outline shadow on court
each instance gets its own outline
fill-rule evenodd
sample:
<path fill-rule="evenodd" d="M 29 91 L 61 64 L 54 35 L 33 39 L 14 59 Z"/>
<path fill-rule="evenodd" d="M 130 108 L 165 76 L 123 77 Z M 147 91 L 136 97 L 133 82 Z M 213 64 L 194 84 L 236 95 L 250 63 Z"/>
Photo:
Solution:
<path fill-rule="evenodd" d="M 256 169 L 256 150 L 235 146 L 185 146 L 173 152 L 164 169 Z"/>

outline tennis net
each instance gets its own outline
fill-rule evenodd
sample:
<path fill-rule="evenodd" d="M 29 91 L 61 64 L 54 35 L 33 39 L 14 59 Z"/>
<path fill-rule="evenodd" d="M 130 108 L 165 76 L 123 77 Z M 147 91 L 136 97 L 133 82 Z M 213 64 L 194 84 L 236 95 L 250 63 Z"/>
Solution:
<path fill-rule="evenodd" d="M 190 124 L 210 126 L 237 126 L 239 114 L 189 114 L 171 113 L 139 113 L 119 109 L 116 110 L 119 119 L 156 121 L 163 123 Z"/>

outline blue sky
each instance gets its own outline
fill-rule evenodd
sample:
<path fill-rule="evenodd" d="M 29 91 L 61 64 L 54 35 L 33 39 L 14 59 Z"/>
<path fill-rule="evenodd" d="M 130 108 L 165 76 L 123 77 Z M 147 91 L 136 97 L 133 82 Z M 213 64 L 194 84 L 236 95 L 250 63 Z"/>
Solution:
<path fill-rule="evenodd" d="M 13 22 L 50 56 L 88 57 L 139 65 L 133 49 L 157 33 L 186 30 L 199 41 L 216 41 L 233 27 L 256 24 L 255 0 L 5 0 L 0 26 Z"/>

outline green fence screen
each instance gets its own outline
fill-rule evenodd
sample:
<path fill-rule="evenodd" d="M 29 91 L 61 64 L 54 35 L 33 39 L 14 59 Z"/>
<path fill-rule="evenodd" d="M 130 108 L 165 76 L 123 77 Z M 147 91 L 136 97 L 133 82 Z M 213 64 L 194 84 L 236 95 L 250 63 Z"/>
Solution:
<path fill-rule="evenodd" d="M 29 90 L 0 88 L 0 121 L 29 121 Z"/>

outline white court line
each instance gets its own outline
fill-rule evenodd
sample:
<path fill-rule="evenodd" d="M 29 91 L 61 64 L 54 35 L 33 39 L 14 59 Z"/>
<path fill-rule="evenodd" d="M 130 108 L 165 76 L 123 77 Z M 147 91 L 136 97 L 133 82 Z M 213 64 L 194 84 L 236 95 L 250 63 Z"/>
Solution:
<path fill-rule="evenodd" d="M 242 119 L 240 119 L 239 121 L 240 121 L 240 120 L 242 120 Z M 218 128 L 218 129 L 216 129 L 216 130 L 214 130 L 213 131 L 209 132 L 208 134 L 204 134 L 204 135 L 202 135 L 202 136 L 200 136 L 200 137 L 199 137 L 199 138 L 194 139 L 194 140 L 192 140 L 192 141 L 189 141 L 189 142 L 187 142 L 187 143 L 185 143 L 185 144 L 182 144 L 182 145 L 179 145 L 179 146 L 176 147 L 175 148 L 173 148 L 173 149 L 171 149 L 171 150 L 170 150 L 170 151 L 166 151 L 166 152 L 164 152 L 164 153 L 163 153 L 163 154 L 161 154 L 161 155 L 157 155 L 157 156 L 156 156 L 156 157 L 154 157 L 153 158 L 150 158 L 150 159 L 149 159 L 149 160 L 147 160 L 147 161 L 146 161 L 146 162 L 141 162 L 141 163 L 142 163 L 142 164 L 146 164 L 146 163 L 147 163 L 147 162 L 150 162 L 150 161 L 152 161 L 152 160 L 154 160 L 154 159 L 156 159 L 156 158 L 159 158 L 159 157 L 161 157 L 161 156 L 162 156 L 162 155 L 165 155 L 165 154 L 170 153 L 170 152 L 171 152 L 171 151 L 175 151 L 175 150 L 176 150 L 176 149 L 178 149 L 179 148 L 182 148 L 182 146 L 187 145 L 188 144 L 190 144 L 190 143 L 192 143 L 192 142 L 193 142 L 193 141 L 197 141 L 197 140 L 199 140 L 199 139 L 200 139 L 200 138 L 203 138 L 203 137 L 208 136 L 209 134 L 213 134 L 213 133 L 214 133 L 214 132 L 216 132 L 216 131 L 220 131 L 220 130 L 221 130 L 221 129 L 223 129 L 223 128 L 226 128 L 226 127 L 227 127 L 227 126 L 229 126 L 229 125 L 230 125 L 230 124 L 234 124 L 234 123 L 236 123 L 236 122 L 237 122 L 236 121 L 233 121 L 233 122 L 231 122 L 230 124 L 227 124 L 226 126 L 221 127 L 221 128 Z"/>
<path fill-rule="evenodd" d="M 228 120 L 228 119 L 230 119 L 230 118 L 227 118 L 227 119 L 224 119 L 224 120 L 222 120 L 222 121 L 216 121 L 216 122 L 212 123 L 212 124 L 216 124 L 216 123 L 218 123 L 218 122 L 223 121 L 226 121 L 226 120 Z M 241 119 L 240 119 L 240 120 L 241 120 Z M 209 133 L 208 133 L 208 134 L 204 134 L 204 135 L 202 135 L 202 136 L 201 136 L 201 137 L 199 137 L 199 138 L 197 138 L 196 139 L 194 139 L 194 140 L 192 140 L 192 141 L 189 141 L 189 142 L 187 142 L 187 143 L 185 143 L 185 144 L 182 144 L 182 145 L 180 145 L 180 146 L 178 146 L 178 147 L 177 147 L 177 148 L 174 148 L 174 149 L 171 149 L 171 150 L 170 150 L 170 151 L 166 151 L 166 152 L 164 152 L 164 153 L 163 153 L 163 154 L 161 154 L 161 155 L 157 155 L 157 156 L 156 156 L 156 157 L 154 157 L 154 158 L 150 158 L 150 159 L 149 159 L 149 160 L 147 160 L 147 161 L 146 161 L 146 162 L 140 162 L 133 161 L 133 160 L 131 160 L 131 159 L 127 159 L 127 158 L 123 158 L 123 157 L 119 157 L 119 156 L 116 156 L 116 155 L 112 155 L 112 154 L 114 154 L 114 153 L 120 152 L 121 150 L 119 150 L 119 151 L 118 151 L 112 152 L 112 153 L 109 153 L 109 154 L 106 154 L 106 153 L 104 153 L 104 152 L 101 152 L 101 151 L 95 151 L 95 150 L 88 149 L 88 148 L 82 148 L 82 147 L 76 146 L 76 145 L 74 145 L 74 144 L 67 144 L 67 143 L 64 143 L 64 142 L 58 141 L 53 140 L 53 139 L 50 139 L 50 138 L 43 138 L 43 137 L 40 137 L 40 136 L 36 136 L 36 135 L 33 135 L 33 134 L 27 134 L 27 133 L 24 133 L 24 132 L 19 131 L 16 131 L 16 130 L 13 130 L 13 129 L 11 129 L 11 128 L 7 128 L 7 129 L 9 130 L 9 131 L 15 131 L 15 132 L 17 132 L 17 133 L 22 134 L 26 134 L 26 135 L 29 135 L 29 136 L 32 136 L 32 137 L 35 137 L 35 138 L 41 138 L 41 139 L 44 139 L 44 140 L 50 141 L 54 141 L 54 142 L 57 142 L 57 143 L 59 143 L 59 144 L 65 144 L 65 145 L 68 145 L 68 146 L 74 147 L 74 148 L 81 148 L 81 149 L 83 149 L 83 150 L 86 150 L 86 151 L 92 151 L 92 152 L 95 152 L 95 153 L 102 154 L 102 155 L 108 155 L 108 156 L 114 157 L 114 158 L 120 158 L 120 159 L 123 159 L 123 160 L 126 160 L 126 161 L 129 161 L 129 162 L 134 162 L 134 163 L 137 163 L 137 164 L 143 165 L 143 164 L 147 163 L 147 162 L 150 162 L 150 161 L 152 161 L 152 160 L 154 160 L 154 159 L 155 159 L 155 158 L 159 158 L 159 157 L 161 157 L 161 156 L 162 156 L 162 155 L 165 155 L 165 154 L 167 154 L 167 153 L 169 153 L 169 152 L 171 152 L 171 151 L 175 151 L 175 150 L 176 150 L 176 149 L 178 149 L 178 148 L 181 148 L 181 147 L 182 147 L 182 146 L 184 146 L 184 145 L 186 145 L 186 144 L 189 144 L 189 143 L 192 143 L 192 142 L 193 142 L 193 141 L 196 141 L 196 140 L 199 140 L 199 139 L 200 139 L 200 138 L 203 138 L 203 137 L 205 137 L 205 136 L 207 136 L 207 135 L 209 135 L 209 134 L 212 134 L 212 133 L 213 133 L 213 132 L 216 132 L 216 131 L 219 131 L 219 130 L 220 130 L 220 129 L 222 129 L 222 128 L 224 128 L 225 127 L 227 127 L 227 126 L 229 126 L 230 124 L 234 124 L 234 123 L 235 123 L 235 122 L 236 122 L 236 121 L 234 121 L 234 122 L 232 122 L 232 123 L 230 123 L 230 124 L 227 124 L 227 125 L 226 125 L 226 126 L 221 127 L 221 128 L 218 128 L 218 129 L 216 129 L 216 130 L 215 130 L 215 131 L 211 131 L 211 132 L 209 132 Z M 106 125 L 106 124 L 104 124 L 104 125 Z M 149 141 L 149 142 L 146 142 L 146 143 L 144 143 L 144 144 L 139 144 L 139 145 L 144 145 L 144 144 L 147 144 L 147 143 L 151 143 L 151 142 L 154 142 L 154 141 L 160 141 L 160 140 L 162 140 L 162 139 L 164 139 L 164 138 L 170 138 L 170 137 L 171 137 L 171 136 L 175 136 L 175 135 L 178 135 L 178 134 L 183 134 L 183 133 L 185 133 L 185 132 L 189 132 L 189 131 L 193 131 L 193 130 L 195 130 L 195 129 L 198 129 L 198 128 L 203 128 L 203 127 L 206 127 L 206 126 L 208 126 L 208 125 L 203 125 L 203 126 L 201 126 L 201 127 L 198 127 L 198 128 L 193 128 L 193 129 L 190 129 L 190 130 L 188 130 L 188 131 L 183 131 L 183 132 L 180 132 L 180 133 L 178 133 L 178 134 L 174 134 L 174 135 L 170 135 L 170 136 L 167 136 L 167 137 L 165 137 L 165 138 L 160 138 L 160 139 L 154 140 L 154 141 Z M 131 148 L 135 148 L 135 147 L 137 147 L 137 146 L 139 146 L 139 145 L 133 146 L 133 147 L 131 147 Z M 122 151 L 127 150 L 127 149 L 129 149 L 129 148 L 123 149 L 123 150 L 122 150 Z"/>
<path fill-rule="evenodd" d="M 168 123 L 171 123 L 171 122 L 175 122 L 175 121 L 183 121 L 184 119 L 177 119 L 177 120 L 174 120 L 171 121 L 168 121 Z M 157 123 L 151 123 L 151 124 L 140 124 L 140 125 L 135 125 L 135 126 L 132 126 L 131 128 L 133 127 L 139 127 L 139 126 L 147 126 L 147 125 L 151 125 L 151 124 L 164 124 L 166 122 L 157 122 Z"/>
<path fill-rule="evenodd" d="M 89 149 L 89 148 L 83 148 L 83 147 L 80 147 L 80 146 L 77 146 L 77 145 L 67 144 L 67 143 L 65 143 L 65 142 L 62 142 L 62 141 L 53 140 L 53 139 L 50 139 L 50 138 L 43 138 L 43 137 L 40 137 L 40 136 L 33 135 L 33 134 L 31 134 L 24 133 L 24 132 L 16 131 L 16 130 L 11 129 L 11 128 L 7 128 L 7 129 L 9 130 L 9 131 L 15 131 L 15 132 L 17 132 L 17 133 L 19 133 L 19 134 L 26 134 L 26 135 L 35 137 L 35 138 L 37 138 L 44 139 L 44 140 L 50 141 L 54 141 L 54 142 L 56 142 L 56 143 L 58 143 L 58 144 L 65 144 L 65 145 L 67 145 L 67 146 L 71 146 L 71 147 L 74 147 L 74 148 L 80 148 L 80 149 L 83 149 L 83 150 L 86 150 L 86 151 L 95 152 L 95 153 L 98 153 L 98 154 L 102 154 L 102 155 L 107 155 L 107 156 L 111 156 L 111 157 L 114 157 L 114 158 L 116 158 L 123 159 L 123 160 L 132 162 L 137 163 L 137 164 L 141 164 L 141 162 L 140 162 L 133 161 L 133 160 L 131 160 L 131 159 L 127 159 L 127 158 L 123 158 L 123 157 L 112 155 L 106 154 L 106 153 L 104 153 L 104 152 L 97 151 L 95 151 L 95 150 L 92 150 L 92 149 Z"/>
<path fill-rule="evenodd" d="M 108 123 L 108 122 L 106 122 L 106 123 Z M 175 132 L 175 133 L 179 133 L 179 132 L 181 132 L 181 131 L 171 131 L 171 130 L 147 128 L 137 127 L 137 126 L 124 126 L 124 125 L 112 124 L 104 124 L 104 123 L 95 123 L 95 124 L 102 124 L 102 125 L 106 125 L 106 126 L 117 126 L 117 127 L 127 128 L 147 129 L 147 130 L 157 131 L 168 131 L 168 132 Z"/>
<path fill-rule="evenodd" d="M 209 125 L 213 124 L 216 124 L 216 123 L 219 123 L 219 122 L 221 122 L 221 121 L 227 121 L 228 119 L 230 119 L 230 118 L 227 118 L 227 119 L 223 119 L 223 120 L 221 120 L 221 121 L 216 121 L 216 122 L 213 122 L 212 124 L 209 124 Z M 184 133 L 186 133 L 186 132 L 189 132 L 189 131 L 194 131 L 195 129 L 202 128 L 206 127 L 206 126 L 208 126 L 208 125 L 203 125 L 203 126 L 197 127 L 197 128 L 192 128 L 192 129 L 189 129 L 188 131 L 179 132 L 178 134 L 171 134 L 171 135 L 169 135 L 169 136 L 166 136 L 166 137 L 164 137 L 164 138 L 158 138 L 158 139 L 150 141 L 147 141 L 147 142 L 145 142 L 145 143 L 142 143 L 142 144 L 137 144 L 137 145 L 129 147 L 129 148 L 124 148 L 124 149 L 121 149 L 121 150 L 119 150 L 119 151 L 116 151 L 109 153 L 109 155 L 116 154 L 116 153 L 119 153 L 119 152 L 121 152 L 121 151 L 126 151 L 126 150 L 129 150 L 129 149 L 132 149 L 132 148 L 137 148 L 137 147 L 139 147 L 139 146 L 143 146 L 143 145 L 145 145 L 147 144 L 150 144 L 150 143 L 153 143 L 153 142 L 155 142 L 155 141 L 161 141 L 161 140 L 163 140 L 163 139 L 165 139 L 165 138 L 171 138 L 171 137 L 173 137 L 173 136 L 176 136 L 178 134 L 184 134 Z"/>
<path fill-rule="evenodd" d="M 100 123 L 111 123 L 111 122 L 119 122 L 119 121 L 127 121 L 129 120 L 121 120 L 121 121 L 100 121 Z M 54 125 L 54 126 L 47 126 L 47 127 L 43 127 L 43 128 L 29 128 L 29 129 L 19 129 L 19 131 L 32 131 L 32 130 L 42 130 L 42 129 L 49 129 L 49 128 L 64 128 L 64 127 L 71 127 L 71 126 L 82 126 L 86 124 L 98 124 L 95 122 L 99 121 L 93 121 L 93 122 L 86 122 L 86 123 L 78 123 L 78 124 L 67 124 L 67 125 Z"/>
******************************
Task to carry out :: In the listing, from its first line up to and including the line containing "190 124 L 210", replace "instance" with "object" and write those lines out again with everything else unchanged.

Response ::
outline shadow on court
each object gets its own outline
fill-rule evenodd
sample:
<path fill-rule="evenodd" d="M 29 91 L 61 64 L 54 35 L 33 39 L 14 59 Z"/>
<path fill-rule="evenodd" d="M 130 108 L 165 76 L 123 77 Z M 147 91 L 136 97 L 133 82 Z M 213 64 L 194 84 L 236 95 L 250 63 Z"/>
Photo:
Solution:
<path fill-rule="evenodd" d="M 256 169 L 256 150 L 235 146 L 185 146 L 173 152 L 164 169 Z"/>

outline tennis net
each object gets its own outline
fill-rule evenodd
sample:
<path fill-rule="evenodd" d="M 29 91 L 61 64 L 54 35 L 33 39 L 14 59 Z"/>
<path fill-rule="evenodd" d="M 130 108 L 165 76 L 123 77 Z M 147 91 L 136 97 L 133 82 Z M 213 64 L 194 84 L 236 95 L 250 63 Z"/>
Solution:
<path fill-rule="evenodd" d="M 190 124 L 210 126 L 237 126 L 239 114 L 189 114 L 171 113 L 139 113 L 119 109 L 116 110 L 119 119 L 156 121 L 163 123 Z"/>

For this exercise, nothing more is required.